Request
Take the listing and print it in full, exactly as given.

Collection entries:
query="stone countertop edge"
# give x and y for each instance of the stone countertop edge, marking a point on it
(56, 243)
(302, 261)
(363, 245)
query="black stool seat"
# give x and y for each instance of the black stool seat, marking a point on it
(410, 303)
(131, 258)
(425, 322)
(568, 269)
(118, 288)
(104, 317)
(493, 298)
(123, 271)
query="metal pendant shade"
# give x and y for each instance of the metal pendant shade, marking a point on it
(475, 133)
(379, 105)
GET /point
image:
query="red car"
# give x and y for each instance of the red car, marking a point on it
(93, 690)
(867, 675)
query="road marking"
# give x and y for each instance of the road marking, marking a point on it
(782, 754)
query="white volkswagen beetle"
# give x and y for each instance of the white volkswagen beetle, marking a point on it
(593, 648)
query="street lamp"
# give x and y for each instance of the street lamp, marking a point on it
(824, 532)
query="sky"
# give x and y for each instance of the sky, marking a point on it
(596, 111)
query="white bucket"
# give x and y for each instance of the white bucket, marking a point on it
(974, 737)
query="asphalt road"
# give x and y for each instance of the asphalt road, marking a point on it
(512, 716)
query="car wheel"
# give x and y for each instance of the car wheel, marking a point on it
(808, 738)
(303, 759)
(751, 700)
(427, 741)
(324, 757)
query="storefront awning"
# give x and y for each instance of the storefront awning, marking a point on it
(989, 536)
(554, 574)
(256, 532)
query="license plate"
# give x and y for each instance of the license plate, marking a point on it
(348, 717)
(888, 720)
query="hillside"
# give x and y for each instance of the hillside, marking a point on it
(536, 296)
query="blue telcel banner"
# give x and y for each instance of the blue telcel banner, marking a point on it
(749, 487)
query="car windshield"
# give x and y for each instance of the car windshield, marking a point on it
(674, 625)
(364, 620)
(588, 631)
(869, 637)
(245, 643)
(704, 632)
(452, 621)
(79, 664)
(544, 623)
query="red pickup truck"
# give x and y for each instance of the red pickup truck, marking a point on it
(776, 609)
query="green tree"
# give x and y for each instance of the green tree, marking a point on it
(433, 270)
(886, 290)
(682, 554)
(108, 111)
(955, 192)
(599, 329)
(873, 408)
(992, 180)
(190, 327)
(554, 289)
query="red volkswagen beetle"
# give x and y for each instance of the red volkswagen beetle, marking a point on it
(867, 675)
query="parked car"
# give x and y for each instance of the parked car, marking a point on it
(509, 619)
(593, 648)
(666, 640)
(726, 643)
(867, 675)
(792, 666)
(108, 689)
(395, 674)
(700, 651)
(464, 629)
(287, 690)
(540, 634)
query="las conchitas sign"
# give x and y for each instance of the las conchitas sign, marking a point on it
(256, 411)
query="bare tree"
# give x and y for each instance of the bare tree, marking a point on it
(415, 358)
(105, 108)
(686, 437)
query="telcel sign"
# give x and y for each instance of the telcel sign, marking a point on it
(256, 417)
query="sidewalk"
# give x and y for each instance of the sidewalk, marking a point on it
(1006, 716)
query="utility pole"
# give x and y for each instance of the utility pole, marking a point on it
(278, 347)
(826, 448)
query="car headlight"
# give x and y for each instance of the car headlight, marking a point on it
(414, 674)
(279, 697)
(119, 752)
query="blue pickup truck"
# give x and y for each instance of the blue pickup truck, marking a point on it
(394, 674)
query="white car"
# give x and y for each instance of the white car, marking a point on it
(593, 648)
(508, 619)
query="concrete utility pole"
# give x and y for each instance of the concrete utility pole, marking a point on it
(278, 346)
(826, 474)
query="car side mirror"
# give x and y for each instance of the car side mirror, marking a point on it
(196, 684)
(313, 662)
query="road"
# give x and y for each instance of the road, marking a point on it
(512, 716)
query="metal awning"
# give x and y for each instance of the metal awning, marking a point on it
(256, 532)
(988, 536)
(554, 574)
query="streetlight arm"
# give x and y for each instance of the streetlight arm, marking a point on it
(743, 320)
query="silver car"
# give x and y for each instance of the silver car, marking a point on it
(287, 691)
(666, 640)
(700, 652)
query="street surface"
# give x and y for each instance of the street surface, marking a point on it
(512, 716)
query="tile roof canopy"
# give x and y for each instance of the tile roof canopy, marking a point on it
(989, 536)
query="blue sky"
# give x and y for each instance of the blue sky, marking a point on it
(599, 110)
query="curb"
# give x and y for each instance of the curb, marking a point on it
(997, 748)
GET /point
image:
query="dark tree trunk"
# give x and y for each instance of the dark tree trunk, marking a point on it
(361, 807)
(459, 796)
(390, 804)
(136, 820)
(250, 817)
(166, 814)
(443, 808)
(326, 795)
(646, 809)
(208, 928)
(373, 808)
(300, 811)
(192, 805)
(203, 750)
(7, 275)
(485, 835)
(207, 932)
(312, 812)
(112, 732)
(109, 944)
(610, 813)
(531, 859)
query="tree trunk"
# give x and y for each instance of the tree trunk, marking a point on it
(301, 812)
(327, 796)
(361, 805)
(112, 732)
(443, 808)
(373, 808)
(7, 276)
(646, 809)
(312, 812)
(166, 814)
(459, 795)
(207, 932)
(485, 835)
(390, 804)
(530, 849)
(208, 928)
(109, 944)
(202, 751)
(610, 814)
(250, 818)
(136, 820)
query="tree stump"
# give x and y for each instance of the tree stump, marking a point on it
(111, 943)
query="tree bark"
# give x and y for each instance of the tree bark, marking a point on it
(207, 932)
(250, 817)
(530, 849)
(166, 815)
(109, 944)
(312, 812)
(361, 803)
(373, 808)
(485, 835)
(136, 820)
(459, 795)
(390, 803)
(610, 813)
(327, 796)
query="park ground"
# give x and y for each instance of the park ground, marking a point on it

Answer to this task
query="stone countertop edge"
# give x and y for each instance of the stone countertop edge, marking a point on it
(56, 243)
(302, 261)
(363, 245)
query="black stool seat"
# give x and y for each instance of the black stool seat, marking a point on it
(410, 303)
(131, 258)
(425, 322)
(568, 269)
(118, 288)
(104, 317)
(493, 298)
(123, 271)
query="metal pendant shade"
# give x and y for each instance of the metal pendant shade, marking a point on it
(475, 133)
(379, 105)
GET /point
image:
query="red car"
# give x and y for each instance of the red car, marking a point on it
(93, 690)
(867, 675)
query="road marking"
# give x and y for each instance of the road marking, marking a point on it
(782, 754)
query="white volkswagen beetle"
# give x and y for each instance of the white volkswagen beetle, marking a point on it
(593, 648)
query="street lamp"
# give x and y for each instance of the street lamp, marking a point on it
(824, 532)
query="sky"
# give x and y for each instance of the sky, marking a point on it
(596, 111)
query="white bucket"
# give x and y for each instance of the white bucket, marking a point on it
(974, 737)
query="asphalt road"
# give x and y for each instance of the asphalt road, marking a point on it
(512, 716)
query="car wheel"
# give x and y for each instance of the car wheel, marking a point on it
(808, 738)
(303, 759)
(751, 700)
(427, 741)
(324, 757)
query="storefront awning"
# give x and y for each instance of the storefront awning, marking a point on it
(989, 536)
(554, 574)
(256, 532)
query="license plate"
# give x and y for each instance of the license plate, marking a point on it
(348, 717)
(888, 720)
query="hillside"
# give x and y for each instance of the hillside, marking a point on it
(536, 296)
query="blue telcel banner"
# give x and y for each instance of the blue telcel banner, marking a point on it
(749, 487)
query="car windshield"
# give x and y for each instance of the car windshield, marking a point on it
(674, 625)
(364, 620)
(588, 631)
(869, 637)
(245, 643)
(704, 632)
(452, 621)
(79, 664)
(544, 623)
query="red pickup truck"
# give x and y for each instance of the red pickup truck, marking a point on it
(776, 609)
query="green tree"
# give x and y for each instance of the green tree, marking a point on it
(433, 270)
(886, 290)
(682, 554)
(108, 111)
(955, 192)
(599, 329)
(873, 408)
(992, 180)
(190, 327)
(554, 289)
query="red volkswagen beetle"
# give x and y for each instance of the red volkswagen beetle, marking a point on it
(867, 675)
query="parked car"
# give x and y for each instance of the parked car, marking a point on it
(509, 619)
(593, 648)
(666, 640)
(726, 643)
(867, 675)
(792, 666)
(108, 689)
(395, 674)
(700, 651)
(464, 629)
(287, 690)
(540, 634)
query="las conchitas sign"
# give x and y for each instance of the las conchitas sign, marking a point on it
(256, 411)
query="bare tree"
# give x and y for each instance of the bare tree, marking a point on it
(415, 358)
(105, 108)
(686, 437)
query="telcel sign"
# give x and y for each instance of the telcel sign, marking a point on it
(256, 417)
query="sidewalk"
# give x and y for each instance of the sidewalk, marking a point on it
(1006, 716)
query="utility pole"
# give x and y for each instance of the utility pole, marking a point on it
(278, 347)
(826, 448)
query="car headlight"
# give x and y for each instance of the car headlight, marking a point on it
(414, 674)
(279, 697)
(119, 752)
query="blue pickup truck"
# give x and y for each instance of the blue pickup truck, marking a point on it
(394, 674)
query="white car"
# give x and y for each instance of the white car, marking a point on it
(593, 648)
(508, 619)
query="concrete utility pole"
# give x and y for each instance of the concrete utility pole, marking a point on it
(278, 346)
(826, 474)
query="car side mirror"
# give x and y for each instance of the car side mirror, marking a point on it
(196, 684)
(313, 662)
query="road"
# give x and y for each instance of the road, marking a point on it
(512, 716)
query="metal awning"
# give x and y for each instance of the metal awning, marking a point on it
(256, 532)
(988, 536)
(554, 574)
query="streetlight arm"
# give x and y for each instance of the streetlight arm, marking a point on it
(743, 320)
query="silver car"
# give x and y for each instance of the silver car, marking a point on it
(287, 691)
(666, 640)
(700, 652)
query="street surface"
# give x and y for each instance of the street surface, marking a point on it
(512, 716)
query="tile roof canopy"
# give x and y for each instance of the tile roof canopy, marking a point on it
(989, 536)
query="blue sky"
# give x and y for each instance of the blue sky, marking a point on it
(599, 110)
query="curb"
# give x and y for each instance of the curb, marking a point on it
(997, 748)
GET /point
image:
query="dark tree trunk"
# give x and y for each instance of the dark tree trunk, marking a point on it
(361, 807)
(459, 796)
(390, 804)
(136, 820)
(250, 817)
(166, 814)
(443, 808)
(326, 795)
(646, 809)
(208, 928)
(373, 808)
(300, 811)
(192, 805)
(203, 750)
(7, 275)
(485, 835)
(207, 932)
(312, 812)
(112, 732)
(109, 944)
(610, 813)
(531, 859)
query="tree trunk"
# give x and y for each instance of the tree trunk, marking a point on it
(301, 812)
(327, 796)
(361, 805)
(112, 732)
(443, 808)
(373, 808)
(7, 276)
(646, 809)
(312, 812)
(166, 814)
(459, 795)
(207, 932)
(485, 835)
(390, 804)
(530, 849)
(208, 928)
(109, 944)
(202, 751)
(610, 814)
(250, 818)
(136, 820)
query="tree stump"
# give x and y for each instance of the tree stump, marking a point on it
(111, 943)
query="tree bark"
# give x and y for each instance of the tree bark, marking a point on it
(207, 932)
(250, 817)
(530, 849)
(166, 815)
(109, 944)
(312, 812)
(361, 803)
(373, 808)
(485, 835)
(136, 820)
(459, 795)
(390, 803)
(610, 813)
(327, 796)
query="park ground"
# give x and y for each instance of the park ground, marking a point on it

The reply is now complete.